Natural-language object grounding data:
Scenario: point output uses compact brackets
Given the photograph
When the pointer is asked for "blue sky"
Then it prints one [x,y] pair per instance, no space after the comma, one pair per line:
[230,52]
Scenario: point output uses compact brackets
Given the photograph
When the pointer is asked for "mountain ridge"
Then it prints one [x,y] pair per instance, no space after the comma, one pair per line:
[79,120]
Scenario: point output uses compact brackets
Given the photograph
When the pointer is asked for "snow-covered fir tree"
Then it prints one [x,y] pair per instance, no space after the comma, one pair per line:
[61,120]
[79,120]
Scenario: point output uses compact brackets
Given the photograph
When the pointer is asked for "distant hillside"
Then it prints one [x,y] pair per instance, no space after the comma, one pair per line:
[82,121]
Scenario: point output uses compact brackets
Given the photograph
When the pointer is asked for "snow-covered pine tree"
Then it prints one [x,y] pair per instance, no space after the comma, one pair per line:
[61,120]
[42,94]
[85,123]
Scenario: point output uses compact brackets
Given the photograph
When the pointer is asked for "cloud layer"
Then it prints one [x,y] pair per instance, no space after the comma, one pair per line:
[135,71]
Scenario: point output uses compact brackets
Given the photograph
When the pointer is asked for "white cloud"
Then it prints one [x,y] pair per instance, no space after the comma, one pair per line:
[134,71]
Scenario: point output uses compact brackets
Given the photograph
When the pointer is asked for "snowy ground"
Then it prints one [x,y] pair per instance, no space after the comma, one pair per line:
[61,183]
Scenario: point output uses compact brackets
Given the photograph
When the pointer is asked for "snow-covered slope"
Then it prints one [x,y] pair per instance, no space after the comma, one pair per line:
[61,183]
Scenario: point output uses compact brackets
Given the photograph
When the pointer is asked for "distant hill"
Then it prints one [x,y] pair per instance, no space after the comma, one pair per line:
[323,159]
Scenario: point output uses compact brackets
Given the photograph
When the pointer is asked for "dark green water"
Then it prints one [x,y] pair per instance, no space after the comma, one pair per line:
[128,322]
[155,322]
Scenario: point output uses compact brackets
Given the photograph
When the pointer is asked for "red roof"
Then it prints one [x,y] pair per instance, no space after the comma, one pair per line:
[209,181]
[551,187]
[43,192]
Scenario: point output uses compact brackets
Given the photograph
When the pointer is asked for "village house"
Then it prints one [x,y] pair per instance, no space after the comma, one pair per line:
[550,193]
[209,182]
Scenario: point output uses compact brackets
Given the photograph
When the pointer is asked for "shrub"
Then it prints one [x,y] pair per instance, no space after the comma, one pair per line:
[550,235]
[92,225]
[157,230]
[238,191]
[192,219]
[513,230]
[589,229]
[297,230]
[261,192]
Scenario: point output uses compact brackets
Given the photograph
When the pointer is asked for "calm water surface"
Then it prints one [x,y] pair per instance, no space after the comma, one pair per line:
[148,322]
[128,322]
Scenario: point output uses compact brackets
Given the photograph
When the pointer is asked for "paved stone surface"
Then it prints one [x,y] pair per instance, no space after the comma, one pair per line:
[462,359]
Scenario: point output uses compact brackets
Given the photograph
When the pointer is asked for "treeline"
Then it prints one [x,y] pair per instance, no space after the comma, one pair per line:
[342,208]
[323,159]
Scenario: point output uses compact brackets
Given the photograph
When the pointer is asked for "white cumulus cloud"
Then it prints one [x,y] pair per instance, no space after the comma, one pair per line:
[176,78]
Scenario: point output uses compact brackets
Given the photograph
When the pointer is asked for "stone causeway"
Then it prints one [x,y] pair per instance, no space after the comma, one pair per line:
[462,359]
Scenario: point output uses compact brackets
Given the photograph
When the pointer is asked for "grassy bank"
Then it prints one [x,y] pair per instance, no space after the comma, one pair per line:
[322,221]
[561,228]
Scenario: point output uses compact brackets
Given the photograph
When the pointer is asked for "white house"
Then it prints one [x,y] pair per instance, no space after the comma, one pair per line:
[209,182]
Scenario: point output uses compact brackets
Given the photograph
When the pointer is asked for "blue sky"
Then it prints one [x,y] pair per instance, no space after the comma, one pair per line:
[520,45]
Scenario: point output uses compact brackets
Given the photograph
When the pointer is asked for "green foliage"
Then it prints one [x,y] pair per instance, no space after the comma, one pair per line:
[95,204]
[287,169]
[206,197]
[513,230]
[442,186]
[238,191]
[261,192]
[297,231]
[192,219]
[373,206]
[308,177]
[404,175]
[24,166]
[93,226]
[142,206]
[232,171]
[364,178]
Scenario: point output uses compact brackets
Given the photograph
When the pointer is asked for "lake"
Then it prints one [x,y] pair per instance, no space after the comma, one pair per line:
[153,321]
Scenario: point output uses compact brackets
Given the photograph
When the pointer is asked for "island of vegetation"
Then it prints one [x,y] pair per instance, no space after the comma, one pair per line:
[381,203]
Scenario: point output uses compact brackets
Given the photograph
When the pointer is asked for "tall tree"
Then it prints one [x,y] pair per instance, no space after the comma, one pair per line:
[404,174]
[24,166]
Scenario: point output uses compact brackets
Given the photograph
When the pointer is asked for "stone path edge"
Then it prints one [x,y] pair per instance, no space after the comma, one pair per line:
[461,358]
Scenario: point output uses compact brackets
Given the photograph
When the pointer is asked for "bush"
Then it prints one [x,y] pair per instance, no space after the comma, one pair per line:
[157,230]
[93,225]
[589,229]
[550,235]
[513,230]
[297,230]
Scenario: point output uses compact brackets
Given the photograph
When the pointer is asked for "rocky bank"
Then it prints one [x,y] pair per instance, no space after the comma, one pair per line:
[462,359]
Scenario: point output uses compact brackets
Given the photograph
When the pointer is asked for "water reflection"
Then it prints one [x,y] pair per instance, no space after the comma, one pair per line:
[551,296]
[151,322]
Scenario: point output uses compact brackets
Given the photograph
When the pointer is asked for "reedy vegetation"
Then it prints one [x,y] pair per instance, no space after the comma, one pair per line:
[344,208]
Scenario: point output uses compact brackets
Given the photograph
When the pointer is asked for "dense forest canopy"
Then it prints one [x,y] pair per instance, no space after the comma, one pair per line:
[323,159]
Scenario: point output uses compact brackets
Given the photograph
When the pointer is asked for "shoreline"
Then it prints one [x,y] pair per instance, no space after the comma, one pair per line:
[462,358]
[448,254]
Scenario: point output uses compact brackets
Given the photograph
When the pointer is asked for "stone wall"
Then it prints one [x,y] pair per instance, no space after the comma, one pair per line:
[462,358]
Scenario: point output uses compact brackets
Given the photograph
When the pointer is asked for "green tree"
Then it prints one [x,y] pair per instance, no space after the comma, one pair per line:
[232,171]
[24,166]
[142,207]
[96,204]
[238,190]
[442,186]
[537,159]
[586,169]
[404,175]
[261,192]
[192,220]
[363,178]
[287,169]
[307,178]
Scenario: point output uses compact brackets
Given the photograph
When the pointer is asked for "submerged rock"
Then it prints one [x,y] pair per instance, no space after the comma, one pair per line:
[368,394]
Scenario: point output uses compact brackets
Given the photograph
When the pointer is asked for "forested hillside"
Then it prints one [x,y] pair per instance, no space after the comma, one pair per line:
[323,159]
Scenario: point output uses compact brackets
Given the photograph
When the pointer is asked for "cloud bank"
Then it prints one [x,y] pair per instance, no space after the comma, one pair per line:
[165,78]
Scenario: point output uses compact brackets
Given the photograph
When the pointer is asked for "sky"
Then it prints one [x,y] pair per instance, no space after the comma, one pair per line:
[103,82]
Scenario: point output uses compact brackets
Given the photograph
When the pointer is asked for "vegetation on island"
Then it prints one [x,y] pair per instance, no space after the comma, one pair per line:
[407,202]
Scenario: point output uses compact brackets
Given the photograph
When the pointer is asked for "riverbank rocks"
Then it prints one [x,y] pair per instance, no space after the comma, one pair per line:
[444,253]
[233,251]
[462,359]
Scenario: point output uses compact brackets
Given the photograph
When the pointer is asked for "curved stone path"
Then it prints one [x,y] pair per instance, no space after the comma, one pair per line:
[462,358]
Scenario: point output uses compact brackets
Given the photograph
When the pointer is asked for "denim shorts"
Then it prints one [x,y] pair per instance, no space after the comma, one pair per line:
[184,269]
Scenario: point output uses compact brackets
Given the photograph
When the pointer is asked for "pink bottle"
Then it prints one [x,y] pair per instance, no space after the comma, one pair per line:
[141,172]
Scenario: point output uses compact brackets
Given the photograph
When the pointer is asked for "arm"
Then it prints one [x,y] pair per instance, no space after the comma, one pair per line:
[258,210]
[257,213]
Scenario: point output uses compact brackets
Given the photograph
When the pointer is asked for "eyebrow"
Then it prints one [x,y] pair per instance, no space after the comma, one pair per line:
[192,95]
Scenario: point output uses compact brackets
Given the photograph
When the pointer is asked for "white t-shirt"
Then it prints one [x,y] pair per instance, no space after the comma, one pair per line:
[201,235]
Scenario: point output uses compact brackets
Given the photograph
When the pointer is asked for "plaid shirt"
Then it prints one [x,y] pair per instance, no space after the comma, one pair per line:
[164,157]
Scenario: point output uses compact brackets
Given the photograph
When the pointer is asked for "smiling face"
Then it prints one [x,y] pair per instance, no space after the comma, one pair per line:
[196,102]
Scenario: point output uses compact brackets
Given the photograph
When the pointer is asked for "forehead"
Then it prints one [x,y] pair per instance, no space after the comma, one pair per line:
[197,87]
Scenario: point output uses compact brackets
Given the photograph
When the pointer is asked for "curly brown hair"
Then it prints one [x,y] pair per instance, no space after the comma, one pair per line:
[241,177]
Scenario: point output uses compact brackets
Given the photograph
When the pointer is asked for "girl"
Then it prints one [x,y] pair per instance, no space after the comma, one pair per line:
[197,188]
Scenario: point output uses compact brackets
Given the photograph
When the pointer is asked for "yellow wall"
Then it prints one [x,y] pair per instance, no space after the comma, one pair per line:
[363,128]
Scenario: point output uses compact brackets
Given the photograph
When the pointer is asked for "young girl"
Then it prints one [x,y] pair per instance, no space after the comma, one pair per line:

• [ABOUT THIS TASK] As you read the records above, find each line that contains "water" and copy it.

• [EXPECTED OUTPUT]
When the pointer is asked for "dark green water"
When the pointer is asked for "calm water surface"
When the pointer is asked for "water reflection"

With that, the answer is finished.